> _Supplied passage_:
• • • • • • •

Traumatic brain injury (TBI) refers to brain injury caused by blunt, penetrating, or acceleration/deceleration forces. TBI is manifested by loss of consciousness or decreased level of consciousness, memory loss or forgetfulness, other neurological or neuropsychological abnormalities, and even death [171]. The annual global incidence of TBI is more than 294 per 100,000 people [172]. After severe brain injury, changes in the intracellular environment cause cell necrosis and apoptosis [173]. During the first week after TBI, a large number of neurons and oligodendrocytes undergo apoptosis [174,175]. One study showed that daily treatment with DKR-1677 during this period of time significantly reduces the apoptosis of neurons and oligodendrocytes, which may be mediated by the effect of DKR-1677 on TMEM97 expression [176]. TMEM97 is widely distributed in the CNS and peripheral tissues. The affinity of DKR-1677 for TMEM97 is much higher than that for other targets in the CNS. DKRR-1677 can promote TMEM97 expression to maintain the stability of lysosomes, mitochondria, and other cellular structures, thereby protecting the survival of nerve cells [176]. TMEM97 expression can promote cholesterol transport and metabolism, which may underlie its promotion of cell recovery after TBI [177,178]. Cholesterol, the most abundant sterol in the CNS, can regulate membrane fluidity and permeability and is crucial to cell survival and function [179]. TMEM97 is involved in the functional regulation of cholesterol homeostasis [180]. TMEM97 binds to cholesterol transporter-regulating protein Niemann-Pick1 (NPC1), promotes the availability of intracellular NPC1, alters intracellular cholesterol transport and storage, maintains cellular homeostasis, restores cellular function, and promotes cell survival [181]. These findings indicate that TMEM97 is involved in the regulation of TBI-related pathological processes and may be a new therapeutic target in the treatment of patients with TBI.

• • • • • • •

> _Exercise_:
Answer these questions from the passage on traumatic brain injury.
(a) What is the annual global incidence of TBI?
(b) Which two cell types undergo apoptosis in large numbers during the first week after TBI?
(c) Which cholesterol transporter-regulating protein does TMEM97 bind to?

(Dataset entries)
• • • • • • •

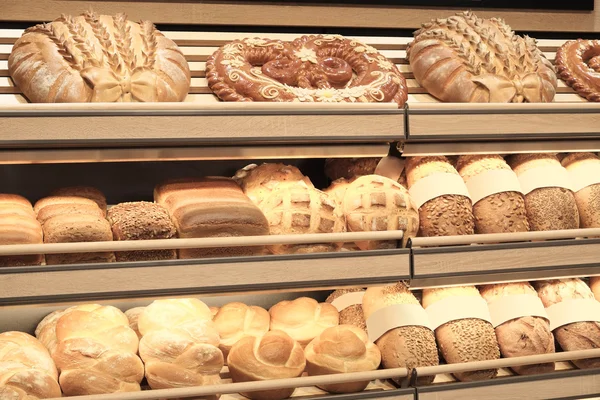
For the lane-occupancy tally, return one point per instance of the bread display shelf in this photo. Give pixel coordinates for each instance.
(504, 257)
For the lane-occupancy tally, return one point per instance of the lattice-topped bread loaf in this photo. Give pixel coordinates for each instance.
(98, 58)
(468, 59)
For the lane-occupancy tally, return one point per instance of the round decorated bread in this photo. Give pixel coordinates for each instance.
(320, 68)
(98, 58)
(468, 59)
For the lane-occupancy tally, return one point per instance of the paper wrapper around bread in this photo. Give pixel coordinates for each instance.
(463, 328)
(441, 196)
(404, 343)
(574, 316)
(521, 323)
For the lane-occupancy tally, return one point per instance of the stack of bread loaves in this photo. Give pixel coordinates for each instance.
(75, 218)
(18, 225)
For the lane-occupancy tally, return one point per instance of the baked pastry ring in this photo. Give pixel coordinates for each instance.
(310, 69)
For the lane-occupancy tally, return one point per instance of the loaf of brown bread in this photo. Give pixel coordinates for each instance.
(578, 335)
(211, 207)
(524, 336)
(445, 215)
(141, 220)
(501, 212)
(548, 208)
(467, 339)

• • • • • • •

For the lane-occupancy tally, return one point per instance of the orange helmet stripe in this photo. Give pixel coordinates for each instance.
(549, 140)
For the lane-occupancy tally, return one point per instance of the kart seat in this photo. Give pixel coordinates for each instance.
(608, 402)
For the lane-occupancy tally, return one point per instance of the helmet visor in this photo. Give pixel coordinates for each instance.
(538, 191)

• • • • • • •

> _Exercise output_:
(a) More than 294 per 100,000 people.
(b) Neurons and oligodendrocytes.
(c) Niemann-Pick1 (NPC1).